Sunday 1 December 2013

Potential and Kinetic Brokenness - Why Testers Do Break Software

I'm writing this to expand on an idea that I put forward in response to a twitter conversation last week. Richard Bradshaw (@friendlytester) stated that he disliked saying that testers "break software" as the software is already broken. His comments echo a recent short blog post by Michael Bolton "The Software is already broken" . I know exactly what Richard and Michael are saying. Testers don't put problems into software, we raise awareness of behaviour that is already there. It sometimes feels that the perception of others is that the software is problem free until the testers get involved and suddenly start tearing it apart like the the stereotypical beach bully jumping on the developers' carefully constructed sandcastles.

I disagree with this statement in principle, however, as I believe that breaking software is exactly what we do...

» **LISTED RECORDS**:
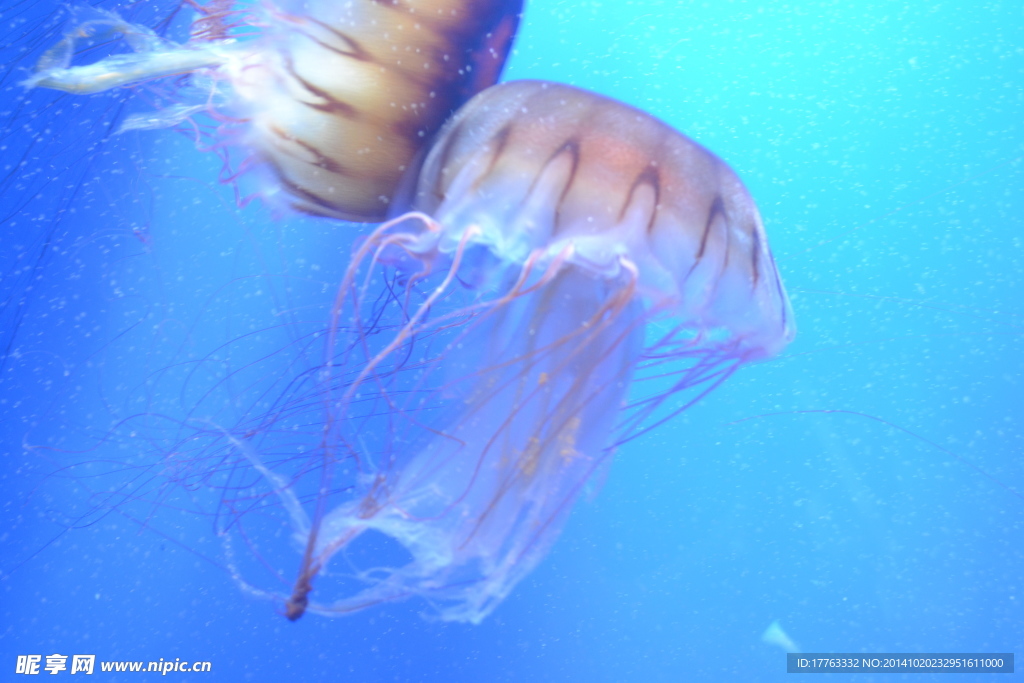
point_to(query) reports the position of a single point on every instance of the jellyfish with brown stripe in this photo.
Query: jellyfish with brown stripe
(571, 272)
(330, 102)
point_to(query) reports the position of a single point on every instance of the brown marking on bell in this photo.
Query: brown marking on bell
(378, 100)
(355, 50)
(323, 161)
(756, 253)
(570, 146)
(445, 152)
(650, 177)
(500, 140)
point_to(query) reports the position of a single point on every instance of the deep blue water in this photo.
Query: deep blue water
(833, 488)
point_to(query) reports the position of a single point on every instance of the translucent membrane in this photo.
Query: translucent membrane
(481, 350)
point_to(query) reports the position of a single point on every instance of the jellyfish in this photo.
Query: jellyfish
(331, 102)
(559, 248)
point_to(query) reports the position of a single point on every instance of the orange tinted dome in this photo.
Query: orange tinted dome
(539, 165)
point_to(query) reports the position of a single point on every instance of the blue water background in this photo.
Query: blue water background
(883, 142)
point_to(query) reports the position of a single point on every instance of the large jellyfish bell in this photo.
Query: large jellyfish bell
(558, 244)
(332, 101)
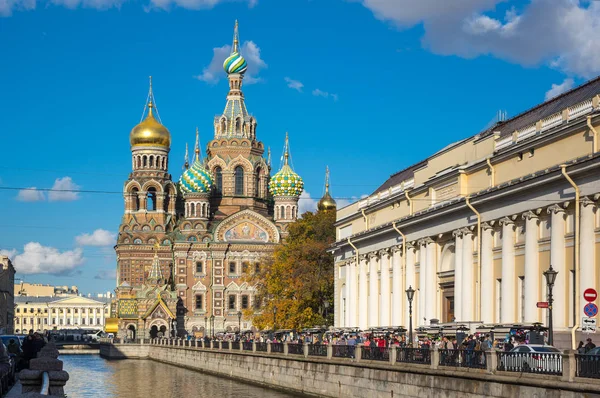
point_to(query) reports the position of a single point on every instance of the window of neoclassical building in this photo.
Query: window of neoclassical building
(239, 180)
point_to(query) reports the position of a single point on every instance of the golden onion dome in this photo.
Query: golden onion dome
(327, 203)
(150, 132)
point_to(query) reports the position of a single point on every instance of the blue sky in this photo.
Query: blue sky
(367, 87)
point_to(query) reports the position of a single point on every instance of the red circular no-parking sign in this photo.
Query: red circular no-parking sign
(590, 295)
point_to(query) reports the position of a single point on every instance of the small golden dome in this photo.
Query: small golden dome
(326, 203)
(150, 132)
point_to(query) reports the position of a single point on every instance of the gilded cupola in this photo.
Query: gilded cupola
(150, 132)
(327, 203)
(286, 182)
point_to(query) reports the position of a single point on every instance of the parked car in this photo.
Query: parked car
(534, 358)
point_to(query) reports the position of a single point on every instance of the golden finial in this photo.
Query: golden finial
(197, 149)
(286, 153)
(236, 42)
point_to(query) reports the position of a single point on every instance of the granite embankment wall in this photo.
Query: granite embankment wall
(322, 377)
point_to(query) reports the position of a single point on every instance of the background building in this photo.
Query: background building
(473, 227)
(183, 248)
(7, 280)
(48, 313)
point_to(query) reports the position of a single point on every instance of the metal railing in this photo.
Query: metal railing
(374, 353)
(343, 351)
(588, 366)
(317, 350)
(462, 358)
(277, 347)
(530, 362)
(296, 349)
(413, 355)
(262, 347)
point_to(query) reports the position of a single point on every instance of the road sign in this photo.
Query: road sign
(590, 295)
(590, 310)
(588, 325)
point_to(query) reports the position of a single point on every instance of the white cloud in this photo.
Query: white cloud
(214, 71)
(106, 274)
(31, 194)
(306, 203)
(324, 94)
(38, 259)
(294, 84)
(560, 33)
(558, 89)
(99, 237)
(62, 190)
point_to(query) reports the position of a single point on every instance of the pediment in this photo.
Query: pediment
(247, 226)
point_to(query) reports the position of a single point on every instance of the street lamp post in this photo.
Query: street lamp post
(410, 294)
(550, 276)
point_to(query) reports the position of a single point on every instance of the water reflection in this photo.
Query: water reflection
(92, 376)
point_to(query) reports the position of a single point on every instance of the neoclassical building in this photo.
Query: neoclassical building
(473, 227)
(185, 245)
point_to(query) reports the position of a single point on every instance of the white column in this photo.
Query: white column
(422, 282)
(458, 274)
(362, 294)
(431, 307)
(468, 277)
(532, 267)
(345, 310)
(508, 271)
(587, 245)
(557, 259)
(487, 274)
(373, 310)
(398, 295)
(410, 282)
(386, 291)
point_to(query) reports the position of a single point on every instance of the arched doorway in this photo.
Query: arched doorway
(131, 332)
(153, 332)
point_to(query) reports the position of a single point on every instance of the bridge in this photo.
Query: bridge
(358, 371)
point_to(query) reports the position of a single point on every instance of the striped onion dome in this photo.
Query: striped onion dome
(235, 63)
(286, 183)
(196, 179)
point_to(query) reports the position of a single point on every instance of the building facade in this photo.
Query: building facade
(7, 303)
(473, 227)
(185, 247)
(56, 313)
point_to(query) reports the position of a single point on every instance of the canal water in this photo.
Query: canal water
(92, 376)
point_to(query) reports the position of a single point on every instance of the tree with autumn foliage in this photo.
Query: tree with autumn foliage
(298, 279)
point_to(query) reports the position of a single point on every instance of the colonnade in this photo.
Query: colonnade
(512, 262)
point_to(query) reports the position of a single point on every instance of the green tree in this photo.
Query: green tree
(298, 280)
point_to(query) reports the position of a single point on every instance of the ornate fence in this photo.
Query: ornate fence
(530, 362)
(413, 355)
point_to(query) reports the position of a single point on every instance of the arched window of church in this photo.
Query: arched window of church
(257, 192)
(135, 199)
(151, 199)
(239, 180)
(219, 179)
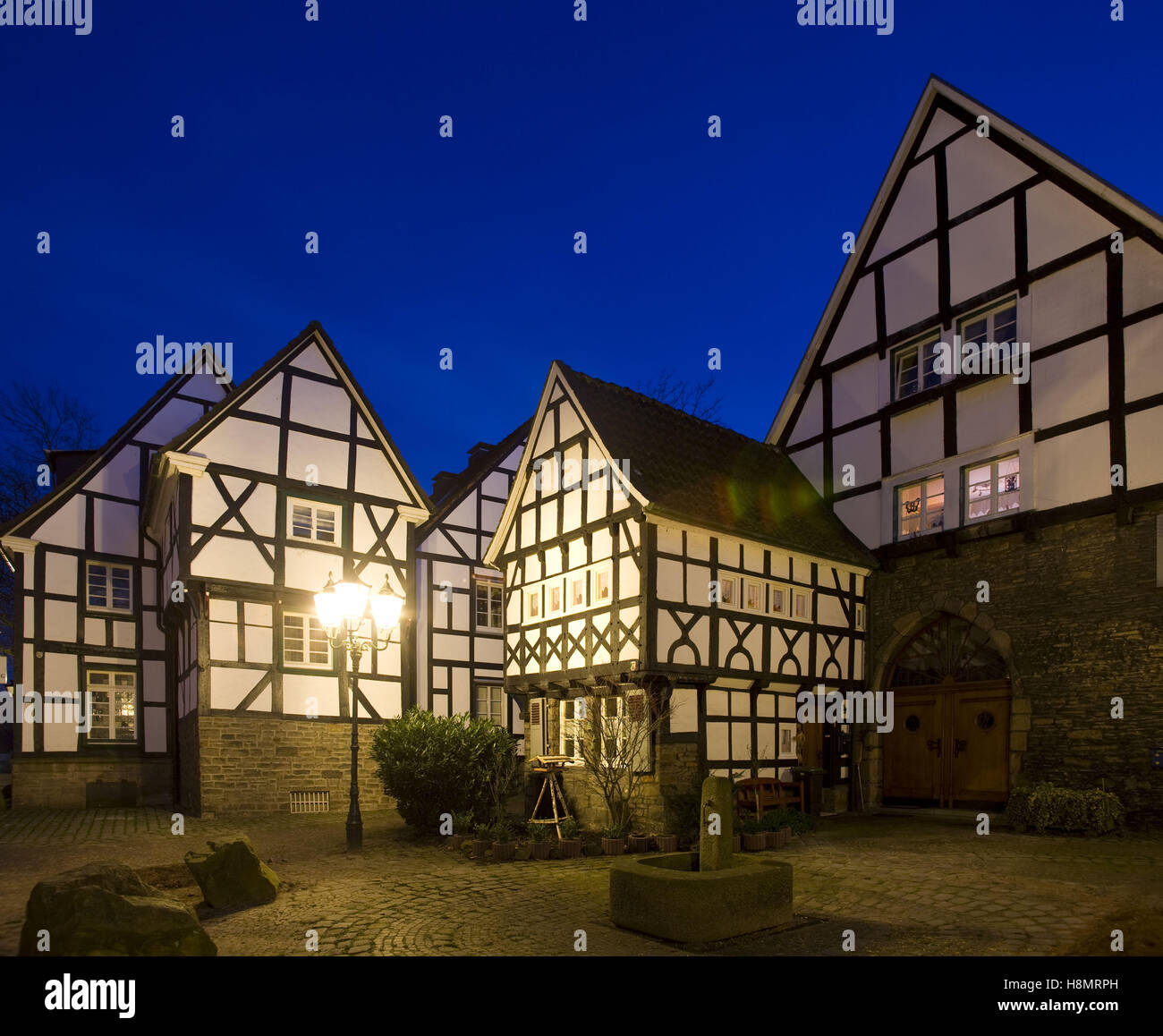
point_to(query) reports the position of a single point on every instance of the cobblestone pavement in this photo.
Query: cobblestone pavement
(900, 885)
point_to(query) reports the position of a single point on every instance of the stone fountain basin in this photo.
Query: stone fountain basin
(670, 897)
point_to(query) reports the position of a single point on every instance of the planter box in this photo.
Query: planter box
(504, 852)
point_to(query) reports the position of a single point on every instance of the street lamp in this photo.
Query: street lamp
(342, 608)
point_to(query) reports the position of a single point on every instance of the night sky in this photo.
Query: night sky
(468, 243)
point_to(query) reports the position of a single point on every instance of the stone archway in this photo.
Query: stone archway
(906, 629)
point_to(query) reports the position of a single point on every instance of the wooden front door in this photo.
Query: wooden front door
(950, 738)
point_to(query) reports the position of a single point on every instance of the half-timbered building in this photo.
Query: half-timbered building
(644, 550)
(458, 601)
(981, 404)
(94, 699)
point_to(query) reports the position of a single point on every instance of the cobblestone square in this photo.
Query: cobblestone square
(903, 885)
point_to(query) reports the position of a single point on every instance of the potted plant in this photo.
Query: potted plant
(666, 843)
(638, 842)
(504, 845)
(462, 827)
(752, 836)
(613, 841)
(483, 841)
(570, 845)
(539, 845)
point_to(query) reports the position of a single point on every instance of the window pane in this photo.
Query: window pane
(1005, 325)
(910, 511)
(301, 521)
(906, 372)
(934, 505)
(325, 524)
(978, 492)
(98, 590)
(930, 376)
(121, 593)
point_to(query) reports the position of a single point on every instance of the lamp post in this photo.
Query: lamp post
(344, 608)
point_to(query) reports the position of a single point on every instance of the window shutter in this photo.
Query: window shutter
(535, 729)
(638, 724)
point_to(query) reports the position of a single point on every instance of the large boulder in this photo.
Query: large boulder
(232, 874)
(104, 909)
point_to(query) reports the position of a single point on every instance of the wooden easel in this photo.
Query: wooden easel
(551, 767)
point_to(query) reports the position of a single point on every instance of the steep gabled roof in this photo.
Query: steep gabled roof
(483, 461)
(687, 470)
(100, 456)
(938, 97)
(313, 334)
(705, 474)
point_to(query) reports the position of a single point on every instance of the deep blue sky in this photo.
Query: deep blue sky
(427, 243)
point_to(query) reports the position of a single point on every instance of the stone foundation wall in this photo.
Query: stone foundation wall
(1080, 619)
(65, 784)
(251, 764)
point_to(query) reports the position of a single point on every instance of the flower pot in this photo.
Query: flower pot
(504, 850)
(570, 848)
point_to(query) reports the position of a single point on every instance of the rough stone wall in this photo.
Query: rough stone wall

» **WHAT YOU WILL DO**:
- A) In the blog post about testers breaking software, translate this sentence into Spanish: "Testers don't put problems into software, we raise awareness of behaviour that is already there."
- B) What is the title of the short blog post by Michael Bolton mentioned in the post about testers breaking software?
- C) Reproduce the passage from the post about testers breaking software, starting at "I'm writing this" and ending at "what we do...".
The records can be set aside; they play no part here.

» **RESPONSE LIST**:
- A) Los testers no introducimos problemas en el software; damos a conocer comportamientos que ya están ahí.

- B) "The Software is already broken"

- C)
I'm writing this to expand on an idea that I put forward in response to a twitter conversation last week. Richard Bradshaw (@friendlytester) stated that he disliked saying that testers "break software" as the software is already broken. His comments echo a recent short blog post by Michael Bolton "The Software is already broken" . I know exactly what Richard and Michael are saying. Testers don't put problems into software, we raise awareness of behaviour that is already there. It sometimes feels that the perception of others is that the software is problem free until the testers get involved and suddenly start tearing it apart like the the stereotypical beach bully jumping on the developers' carefully constructed sandcastles.

I disagree with this statement in principle, however, as I believe that breaking software is exactly what we do...